(Referring expression pointing data)
========
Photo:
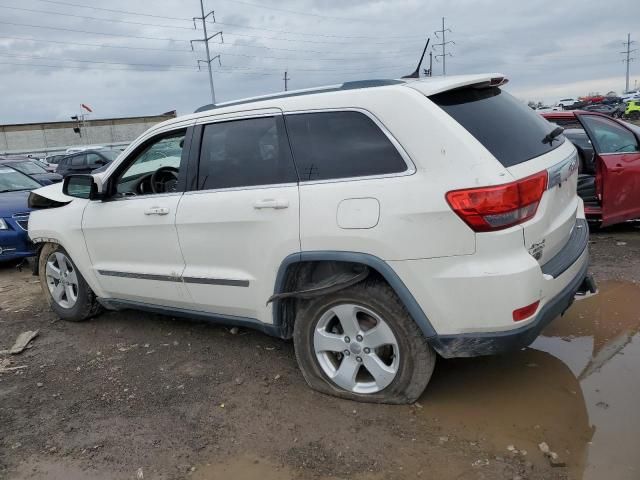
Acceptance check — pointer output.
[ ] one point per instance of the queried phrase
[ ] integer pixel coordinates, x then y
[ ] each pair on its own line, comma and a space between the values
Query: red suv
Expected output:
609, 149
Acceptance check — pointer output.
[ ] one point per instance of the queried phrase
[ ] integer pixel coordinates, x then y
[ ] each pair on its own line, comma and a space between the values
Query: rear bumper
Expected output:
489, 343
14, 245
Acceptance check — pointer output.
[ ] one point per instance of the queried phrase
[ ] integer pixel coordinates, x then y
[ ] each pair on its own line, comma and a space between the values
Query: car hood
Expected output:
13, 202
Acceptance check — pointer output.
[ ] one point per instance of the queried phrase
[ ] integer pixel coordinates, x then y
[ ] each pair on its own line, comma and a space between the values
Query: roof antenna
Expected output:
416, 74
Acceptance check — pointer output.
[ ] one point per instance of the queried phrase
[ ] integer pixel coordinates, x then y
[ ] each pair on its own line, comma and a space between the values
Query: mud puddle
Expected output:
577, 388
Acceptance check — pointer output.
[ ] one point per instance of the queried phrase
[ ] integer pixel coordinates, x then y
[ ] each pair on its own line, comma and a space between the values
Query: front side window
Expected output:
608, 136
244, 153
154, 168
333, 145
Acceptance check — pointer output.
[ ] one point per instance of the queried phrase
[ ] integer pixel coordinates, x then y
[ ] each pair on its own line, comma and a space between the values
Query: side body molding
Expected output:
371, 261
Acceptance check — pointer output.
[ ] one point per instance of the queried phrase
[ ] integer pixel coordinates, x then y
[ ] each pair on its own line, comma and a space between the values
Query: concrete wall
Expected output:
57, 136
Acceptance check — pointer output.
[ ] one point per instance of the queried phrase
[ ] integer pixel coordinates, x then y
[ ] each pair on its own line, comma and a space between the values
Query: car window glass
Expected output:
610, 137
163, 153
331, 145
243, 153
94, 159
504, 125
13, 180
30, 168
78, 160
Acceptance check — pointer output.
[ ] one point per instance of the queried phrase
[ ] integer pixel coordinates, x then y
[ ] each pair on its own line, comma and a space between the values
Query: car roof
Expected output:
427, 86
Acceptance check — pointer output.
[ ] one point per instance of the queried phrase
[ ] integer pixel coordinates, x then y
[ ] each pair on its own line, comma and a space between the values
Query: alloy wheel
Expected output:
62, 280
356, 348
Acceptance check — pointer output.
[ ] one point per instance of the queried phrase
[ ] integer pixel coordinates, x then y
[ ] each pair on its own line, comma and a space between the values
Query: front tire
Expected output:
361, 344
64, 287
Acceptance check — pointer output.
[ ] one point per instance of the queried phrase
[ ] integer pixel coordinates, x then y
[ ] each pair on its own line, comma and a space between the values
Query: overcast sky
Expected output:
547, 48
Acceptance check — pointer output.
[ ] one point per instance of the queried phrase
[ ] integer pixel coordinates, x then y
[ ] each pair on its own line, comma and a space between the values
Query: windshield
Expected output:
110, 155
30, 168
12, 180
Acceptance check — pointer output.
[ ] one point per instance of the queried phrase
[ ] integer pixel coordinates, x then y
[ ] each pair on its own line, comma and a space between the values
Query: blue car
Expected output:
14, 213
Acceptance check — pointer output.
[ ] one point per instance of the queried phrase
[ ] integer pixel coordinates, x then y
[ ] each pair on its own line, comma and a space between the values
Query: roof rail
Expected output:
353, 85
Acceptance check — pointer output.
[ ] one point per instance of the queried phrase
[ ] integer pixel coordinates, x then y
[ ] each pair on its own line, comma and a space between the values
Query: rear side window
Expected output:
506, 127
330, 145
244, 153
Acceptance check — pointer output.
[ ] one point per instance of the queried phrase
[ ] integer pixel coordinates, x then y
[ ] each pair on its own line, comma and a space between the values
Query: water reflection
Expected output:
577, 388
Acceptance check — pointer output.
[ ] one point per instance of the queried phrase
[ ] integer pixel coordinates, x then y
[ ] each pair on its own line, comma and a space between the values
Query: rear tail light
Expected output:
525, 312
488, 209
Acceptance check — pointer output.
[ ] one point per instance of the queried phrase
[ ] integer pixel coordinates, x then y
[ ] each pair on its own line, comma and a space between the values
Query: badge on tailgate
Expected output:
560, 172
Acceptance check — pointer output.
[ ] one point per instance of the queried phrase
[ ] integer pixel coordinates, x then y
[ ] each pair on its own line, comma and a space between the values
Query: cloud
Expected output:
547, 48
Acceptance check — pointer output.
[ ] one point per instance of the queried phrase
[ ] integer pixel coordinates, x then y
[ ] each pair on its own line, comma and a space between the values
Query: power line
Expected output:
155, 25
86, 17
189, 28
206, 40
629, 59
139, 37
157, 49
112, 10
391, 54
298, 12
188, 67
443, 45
========
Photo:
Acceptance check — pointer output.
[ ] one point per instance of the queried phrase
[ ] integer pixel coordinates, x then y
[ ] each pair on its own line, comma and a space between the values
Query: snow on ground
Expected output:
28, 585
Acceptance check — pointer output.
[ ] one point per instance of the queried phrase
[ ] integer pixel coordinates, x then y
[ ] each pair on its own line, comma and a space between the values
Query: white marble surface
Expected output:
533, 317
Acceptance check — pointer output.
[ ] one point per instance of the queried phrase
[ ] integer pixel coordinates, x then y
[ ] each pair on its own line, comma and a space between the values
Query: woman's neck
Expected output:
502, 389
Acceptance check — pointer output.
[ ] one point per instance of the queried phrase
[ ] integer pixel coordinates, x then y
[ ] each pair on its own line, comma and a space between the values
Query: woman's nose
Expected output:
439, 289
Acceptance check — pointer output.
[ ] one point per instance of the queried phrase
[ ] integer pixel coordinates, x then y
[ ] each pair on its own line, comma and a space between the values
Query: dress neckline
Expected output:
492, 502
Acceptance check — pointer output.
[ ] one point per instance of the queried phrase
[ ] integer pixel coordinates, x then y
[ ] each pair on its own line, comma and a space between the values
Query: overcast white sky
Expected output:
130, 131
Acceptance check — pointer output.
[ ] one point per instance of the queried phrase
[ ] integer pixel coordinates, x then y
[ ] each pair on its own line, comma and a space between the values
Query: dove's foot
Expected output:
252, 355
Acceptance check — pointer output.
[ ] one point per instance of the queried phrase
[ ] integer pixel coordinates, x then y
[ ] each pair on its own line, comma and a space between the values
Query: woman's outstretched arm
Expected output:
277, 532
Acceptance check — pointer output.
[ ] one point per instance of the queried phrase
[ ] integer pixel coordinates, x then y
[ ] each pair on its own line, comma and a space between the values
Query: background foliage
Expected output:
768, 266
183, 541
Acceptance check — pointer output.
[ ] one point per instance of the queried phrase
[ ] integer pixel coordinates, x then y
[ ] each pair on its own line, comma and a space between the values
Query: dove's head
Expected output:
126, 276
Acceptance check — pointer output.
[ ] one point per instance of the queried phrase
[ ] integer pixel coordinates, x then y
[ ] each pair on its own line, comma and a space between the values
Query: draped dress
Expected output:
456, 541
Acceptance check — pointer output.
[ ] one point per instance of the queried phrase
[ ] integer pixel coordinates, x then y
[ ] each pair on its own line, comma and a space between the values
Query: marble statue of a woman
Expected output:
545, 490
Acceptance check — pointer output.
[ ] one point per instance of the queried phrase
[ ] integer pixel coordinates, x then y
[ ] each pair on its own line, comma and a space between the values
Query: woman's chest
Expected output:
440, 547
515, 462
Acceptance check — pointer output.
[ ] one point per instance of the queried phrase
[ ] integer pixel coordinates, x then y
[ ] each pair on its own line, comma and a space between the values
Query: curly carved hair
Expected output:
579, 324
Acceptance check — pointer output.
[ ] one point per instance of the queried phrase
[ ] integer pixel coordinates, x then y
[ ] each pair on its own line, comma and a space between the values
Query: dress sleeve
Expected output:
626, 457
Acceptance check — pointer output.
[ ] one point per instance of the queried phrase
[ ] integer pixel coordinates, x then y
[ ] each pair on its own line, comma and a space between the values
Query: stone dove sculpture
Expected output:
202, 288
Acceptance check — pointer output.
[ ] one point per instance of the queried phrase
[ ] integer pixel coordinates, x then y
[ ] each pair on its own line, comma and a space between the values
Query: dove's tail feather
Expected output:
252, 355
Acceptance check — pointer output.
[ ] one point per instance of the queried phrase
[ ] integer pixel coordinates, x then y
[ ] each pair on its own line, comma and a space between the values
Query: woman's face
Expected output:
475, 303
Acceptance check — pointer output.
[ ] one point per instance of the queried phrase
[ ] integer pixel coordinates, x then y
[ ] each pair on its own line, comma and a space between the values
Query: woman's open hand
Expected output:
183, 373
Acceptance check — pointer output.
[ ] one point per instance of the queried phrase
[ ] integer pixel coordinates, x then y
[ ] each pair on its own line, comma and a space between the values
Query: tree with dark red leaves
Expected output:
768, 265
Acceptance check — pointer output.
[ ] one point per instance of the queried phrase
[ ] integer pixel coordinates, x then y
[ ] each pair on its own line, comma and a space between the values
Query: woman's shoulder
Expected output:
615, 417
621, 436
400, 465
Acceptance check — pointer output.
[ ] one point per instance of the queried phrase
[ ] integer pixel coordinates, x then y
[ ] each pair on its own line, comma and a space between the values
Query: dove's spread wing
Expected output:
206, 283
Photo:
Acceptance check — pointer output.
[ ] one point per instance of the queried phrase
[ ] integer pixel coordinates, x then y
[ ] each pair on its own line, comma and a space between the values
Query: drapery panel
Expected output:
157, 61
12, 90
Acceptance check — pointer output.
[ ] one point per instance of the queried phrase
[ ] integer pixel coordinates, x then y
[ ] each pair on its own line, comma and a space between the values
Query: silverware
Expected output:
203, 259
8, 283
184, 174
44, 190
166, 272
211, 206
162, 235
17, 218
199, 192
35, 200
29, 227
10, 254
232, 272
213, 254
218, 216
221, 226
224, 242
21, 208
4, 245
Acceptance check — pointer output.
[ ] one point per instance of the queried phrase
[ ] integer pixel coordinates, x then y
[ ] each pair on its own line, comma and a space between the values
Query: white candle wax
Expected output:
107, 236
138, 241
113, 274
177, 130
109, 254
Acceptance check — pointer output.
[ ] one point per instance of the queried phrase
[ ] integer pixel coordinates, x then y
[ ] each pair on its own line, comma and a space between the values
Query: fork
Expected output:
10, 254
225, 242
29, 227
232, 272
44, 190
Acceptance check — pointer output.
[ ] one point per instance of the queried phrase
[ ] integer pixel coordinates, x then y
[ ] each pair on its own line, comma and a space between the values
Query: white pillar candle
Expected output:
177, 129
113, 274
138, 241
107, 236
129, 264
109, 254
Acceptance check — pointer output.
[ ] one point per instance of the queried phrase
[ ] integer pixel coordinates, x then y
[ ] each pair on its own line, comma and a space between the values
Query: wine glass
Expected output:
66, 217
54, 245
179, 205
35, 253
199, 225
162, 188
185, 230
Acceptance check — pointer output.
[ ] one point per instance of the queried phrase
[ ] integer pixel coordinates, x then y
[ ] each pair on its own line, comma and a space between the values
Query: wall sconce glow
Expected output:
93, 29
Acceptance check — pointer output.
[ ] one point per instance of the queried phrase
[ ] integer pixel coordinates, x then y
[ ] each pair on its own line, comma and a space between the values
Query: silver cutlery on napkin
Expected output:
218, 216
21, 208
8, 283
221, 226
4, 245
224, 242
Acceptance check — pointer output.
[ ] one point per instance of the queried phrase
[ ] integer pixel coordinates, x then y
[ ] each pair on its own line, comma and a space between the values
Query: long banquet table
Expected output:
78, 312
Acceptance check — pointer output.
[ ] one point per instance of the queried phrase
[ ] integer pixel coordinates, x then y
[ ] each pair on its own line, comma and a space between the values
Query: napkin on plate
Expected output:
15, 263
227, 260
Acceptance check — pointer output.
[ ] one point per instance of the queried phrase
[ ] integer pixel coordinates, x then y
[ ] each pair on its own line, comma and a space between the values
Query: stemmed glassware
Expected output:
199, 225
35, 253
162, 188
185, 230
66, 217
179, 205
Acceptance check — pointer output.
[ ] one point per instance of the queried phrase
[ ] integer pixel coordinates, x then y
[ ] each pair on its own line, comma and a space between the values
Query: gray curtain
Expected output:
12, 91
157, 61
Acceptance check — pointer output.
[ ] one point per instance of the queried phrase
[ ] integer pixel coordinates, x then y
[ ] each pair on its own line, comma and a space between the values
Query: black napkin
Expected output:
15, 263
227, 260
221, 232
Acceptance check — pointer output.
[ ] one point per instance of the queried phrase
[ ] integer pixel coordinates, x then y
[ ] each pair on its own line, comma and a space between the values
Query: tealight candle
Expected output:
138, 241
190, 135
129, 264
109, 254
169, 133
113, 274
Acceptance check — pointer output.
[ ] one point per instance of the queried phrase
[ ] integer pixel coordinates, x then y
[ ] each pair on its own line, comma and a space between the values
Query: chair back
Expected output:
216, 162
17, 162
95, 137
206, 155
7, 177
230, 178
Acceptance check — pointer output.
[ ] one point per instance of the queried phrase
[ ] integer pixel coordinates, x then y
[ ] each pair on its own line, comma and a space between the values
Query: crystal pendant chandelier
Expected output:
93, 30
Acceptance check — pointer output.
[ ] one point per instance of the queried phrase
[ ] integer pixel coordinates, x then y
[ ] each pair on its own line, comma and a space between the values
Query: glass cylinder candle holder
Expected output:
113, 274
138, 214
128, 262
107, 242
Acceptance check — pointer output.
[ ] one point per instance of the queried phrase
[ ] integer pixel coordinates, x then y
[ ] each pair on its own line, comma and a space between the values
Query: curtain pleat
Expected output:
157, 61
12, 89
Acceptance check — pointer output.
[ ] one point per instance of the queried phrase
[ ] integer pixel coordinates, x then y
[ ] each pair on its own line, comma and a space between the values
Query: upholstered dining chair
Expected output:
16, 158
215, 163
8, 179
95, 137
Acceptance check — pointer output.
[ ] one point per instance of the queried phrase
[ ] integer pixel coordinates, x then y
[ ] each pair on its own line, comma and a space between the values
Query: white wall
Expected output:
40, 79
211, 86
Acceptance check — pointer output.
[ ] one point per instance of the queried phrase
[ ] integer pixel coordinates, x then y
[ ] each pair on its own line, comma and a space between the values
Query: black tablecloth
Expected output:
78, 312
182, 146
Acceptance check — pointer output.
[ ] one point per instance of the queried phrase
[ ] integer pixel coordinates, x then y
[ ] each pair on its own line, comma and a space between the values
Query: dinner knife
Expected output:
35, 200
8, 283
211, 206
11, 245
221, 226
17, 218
========
* _WHAT THE EXERCISE ASKS_: Among the lines above, return those that hold the word "wall".

* _ANSWER TO THIS TASK_:
Query: concrete wall
Query: wall sconce glow
Query: white wall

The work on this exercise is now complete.